#### Quoted text:
It’s not an exercise in hyperbole to say ‘The Burial of Kojo’ was my most anticipated film of the year. It goes without saying that the Ghanaianess of this production anchored this sentiment. But it’s also to do with being roped in behind the curtain as Writer-Director Samuel ‘Blitz’ Bazawule (Blitz the Ambassador) rallied film fans globally behind his vision with a Kickstarter campaign.
That Bazawule is the brain behind the African Film Society comes with its own brand of expectations. From the outside looking in, we see an artist with idiosyncratic tendencies and an inspired cineliteracy. Bazawule’s reverence for icons of African cinema like Ousmane Sembene and Djibril Diop Mambety feel me with warmth and hope. I’ll cut to the chase and say our director does not disappoint with his debut feature film.
And it’s not just a demonstration of promise. Bazawule is winning on multiple levels here; most importantly his deft script. ‘The Burial of Kojo’ starts with a mystery rooted in an ethereal plane. When we start to interrogate this mystery and what it means, we then realize it stops being important. Bazawule is very much concerned not with the journey but the shape of the journey.
At its core, ‘The Burial of Kojo’ is a film about the bond between a girl and her father, and the sense of inevitability that defines it. The buoyant Esi (Cynthia Dankwa), seemingly wiser than her years, cherishes the time she spends with her soft-spoken father, Kojo (Joseph Otsiman) in the stillness of their river village. Life on the calm and scant countryside is all the blissfully contentment Esi knows. On the other hand, her mother (Mamley Djangmah) cuts an unstable presence, torn between her family the, penury of the village and the magnetic vibrancy of urban life.
Esi’s innocent charm is endearing but it is her perspective that really opens up this world. There is a brooding sense of melancholia as the film takes more fantastical turns. It’s high praise indeed that Guillermo Del Toro’s masterful ‘Pans Labyrinth’ readily came to mind. Bazawule crafts a stunning vision of death in this eerily familiar upside-down dimension that heightens Esi’s perception of her rural domesticity. The little girl knows its only a matter of time before spirit and the physical collide.

#### Things to do:
• A. From the film review, reproduce the stretch from "It’s not an" through "debut feature film.".
• B. Translate this sentence from the film review into Spanish: "There is a brooding sense of melancholia as the film takes more fantastical turns."

#### Given records:

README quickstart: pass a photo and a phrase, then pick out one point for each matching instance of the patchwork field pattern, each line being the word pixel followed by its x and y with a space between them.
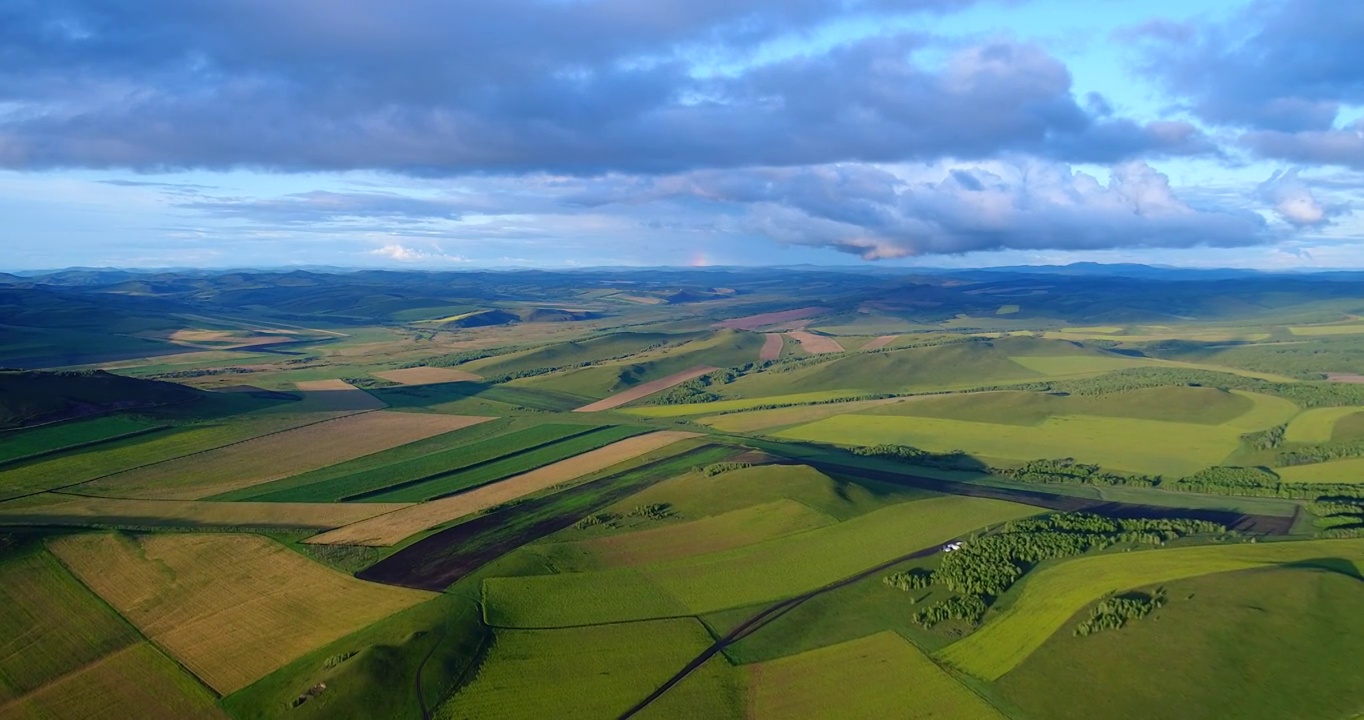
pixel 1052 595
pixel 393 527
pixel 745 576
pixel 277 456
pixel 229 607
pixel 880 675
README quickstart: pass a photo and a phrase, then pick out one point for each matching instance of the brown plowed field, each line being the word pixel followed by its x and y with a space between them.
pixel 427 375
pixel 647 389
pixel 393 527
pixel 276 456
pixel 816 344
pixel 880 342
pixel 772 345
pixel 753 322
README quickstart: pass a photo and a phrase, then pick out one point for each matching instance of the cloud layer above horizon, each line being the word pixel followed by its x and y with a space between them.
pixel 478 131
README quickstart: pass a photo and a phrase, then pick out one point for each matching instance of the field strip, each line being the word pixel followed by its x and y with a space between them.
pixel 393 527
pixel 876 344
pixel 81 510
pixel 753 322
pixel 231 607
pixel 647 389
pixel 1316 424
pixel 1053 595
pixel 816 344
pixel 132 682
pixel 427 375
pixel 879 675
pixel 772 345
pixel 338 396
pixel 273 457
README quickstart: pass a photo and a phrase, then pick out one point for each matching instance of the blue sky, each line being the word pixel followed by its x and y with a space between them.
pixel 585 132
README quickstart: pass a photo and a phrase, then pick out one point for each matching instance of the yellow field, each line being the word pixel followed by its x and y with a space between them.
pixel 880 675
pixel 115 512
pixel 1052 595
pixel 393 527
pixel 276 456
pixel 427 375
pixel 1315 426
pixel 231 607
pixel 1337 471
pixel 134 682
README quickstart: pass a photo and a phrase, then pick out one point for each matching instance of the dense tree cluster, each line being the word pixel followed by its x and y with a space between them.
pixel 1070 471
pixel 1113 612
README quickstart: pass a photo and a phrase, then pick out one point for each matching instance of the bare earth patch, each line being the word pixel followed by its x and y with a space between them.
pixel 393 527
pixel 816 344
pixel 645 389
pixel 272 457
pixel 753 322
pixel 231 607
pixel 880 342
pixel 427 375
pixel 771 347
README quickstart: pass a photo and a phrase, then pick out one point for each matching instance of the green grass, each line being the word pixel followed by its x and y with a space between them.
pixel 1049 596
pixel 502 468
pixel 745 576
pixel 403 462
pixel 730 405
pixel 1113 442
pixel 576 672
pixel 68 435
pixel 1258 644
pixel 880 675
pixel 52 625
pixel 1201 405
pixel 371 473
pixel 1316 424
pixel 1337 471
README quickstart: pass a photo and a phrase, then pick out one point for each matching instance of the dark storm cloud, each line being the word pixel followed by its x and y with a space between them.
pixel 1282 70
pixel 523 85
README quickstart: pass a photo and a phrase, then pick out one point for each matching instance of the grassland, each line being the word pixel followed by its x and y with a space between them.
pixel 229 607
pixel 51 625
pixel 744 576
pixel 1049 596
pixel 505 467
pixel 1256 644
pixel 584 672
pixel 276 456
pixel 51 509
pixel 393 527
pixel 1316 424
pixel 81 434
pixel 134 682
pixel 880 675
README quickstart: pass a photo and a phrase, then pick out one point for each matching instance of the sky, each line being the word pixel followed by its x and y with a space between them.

#### Solutions to each task:
• A.
It’s not an exercise in hyperbole to say ‘The Burial of Kojo’ was my most anticipated film of the year. It goes without saying that the Ghanaianess of this production anchored this sentiment. But it’s also to do with being roped in behind the curtain as Writer-Director Samuel ‘Blitz’ Bazawule (Blitz the Ambassador) rallied film fans globally behind his vision with a Kickstarter campaign.
That Bazawule is the brain behind the African Film Society comes with its own brand of expectations. From the outside looking in, we see an artist with idiosyncratic tendencies and an inspired cineliteracy. Bazawule’s reverence for icons of African cinema like Ousmane Sembene and Djibril Diop Mambety feel me with warmth and hope. I’ll cut to the chase and say our director does not disappoint with his debut feature film.

• B. Hay una sombría sensación de melancolía a medida que la película toma giros más fantásticos.